* What the task requires
Can you reproduce the email below about rotating two backup drives, word for word?

* Passage
------------------------------------------------------------------------
That is really cool!  I'll have to try something like that. I'm thinking a 
good strategy is to have two drives, both with all the same stuff on them, 
and I'll use them both to backup all my Linux boxes (home, office, 
laptops).  I'll just switch between home and office every week or so. 
That way if my house burns down or my office is burglarized, I still have 
a copy of everything from last week at the other location.

Does that seem reasonable?  The thing I'm not sure of is how that strategy 
would work with the "time machine" concept -- I'd be using two drives and 
swapping them weekly.

Mike


On Fri, 4 Sep 2015, Jeff Chapin wrote:

> Looking at the rsync command you gave, it looks correct -- but rsync can do
> so much more when backing up!
>
> Using the magic of rsync, and the magic of hardlinks, you can make a full
> backup, in incremental time and space. Rsync has, built into it, the
> ability to compare your most recent backup files with existing backup
> files, and if they are they same, use a hard link, and copy them over if
> they differ. This allows you to store just the files that change -- but it
> looks like a full backup every time it runs. This way, you can keep, say,
> hourly backups for the last week -- and recover an accidentally deleted or
> altered file, even after the latest backup has run.
------------------------------------------------------------------------
* Record extracts
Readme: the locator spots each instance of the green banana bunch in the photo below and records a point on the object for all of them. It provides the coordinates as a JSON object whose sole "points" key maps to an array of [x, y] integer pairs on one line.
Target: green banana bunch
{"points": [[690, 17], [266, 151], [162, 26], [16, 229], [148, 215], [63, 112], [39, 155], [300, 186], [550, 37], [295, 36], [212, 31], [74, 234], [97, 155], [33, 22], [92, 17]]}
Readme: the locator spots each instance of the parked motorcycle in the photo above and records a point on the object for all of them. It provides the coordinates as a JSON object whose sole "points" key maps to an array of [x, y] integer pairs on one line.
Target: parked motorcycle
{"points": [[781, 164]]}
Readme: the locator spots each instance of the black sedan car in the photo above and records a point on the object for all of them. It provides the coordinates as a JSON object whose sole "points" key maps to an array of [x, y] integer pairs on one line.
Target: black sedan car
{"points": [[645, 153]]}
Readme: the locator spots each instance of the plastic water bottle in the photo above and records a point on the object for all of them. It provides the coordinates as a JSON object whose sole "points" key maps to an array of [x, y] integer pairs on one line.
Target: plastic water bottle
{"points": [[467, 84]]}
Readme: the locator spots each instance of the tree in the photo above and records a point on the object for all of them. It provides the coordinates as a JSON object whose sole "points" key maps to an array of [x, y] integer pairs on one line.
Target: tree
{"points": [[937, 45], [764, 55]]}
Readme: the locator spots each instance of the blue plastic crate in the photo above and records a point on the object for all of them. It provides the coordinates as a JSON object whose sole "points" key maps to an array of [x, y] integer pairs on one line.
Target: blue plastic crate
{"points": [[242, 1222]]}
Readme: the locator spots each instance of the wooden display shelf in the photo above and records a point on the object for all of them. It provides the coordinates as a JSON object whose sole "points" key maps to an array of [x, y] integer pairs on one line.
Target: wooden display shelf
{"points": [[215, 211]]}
------------------------------------------------------------------------
* Written answer
That is really cool!  I'll have to try something like that. I'm thinking a 
good strategy is to have two drives, both with all the same stuff on them, 
and I'll use them both to backup all my Linux boxes (home, office, 
laptops).  I'll just switch between home and office every week or so. 
That way if my house burns down or my office is burglarized, I still have 
a copy of everything from last week at the other location.

Does that seem reasonable?  The thing I'm not sure of is how that strategy 
would work with the "time machine" concept -- I'd be using two drives and 
swapping them weekly.

Mike


On Fri, 4 Sep 2015, Jeff Chapin wrote:

> Looking at the rsync command you gave, it looks correct -- but rsync can do
> so much more when backing up!
>
> Using the magic of rsync, and the magic of hardlinks, you can make a full
> backup, in incremental time and space. Rsync has, built into it, the
> ability to compare your most recent backup files with existing backup
> files, and if they are they same, use a hard link, and copy them over if
> they differ. This allows you to store just the files that change -- but it
> looks like a full backup every time it runs. This way, you can keep, say,
> hourly backups for the last week -- and recover an accidentally deleted or
> altered file, even after the latest backup has run.